> Required work
Transcribe each record exactly. Include every one.

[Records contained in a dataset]
----------------------------------------
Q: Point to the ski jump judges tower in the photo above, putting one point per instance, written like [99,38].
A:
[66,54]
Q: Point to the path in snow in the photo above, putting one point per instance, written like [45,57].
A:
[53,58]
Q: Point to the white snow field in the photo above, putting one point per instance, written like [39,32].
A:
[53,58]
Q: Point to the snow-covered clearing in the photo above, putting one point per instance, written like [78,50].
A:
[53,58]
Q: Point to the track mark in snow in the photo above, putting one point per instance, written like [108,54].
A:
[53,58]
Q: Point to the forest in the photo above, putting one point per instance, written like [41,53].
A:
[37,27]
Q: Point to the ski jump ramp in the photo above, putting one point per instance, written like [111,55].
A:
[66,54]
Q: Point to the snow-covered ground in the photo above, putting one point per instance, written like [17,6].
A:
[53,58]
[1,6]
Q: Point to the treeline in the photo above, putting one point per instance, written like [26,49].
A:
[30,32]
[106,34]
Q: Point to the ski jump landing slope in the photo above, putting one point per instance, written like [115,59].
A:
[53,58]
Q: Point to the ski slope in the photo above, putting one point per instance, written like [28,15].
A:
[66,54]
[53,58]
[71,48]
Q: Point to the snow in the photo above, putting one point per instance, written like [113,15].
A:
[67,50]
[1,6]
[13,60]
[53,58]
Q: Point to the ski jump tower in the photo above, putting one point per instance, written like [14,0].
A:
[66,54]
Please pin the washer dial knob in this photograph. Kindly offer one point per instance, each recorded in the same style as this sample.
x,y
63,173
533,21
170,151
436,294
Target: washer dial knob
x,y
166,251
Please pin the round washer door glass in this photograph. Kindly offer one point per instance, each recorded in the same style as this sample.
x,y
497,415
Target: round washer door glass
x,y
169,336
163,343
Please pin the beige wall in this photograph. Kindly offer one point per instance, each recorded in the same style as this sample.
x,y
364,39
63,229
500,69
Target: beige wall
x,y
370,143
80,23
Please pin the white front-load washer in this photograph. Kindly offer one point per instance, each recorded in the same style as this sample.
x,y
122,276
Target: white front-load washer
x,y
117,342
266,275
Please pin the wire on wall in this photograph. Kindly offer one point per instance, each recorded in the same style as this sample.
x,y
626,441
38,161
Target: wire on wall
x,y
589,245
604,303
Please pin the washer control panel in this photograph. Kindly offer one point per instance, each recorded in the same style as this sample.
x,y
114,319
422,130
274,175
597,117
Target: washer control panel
----------------------------------------
> Exercise answer
Q: Point to the ski jump judges tower in the photo above, putting one point per instance, written like [99,38].
A:
[66,54]
Q: Point to the path in snow in the photo above, putting one point per instance, written like [45,57].
A:
[53,58]
Q: Point to the white snow field in the photo above, putting one point per instance, written like [39,32].
A:
[53,58]
Q: Point to the snow-covered clearing in the photo above, putting one point per instance, written like [78,50].
A:
[53,58]
Q: Point to the track mark in snow in the photo above, putting one point per instance, written like [108,54].
A:
[53,58]
Q: Point to the forest in the photo above, putting one point per instance, written like [41,53].
A:
[37,27]
Q: Point to the ski jump ramp in the photo above, putting one point per instance, written like [111,55].
A:
[66,54]
Q: Point to the snow-covered ground in the photo above, putting one point per instance, written like [17,6].
A:
[53,58]
[1,6]
Q: Point to the treeline in the photo above, putting one point per instance, written like [26,49].
A:
[30,32]
[106,34]
Q: Point to the ski jump landing slope in the photo above, putting one point per instance, written like [115,59].
A:
[53,58]
Q: Point to the ski slope in the photo above, putting one point per instance, written like [28,15].
A:
[66,54]
[53,58]
[71,48]
Q: Point to the snow in the photo above, putting one point per instance, written like [113,15].
A:
[67,50]
[1,6]
[13,60]
[53,58]
Q: Point to the ski jump tower in the photo above, putting one point per instance, written like [14,0].
A:
[66,54]
Please pin the washer dial knob in this photograph. Kindly offer one point per instance, each recorded in the same style as this sample.
x,y
63,173
533,21
170,151
436,294
Target: washer dial knob
x,y
166,251
Please pin the round washer door glass in this photograph. Kindly offer one point per instance, each recorded in the same style as this sample.
x,y
497,415
Target: round washer door glass
x,y
169,336
163,343
Please pin the beige wall in this photograph. Kindly offer one point per instance, each recorded in the same style as this sample.
x,y
364,39
63,229
500,69
Target: beige wall
x,y
370,143
80,23
Please pin the white front-load washer in this photograph. Kindly offer one point per instance, each recorded in the same style as this sample.
x,y
122,276
Target: white front-load washer
x,y
117,342
266,275
Please pin the wire on wall in this photograph. Kindly offer one point per instance, each recorded in the same style as this sample.
x,y
626,441
38,161
Target: wire on wall
x,y
589,245
604,303
Please pin the washer control panel in this photograph. Kindly offer one point per instance, each recorded in the same style as this sample.
x,y
114,319
422,130
274,175
597,117
Target: washer control panel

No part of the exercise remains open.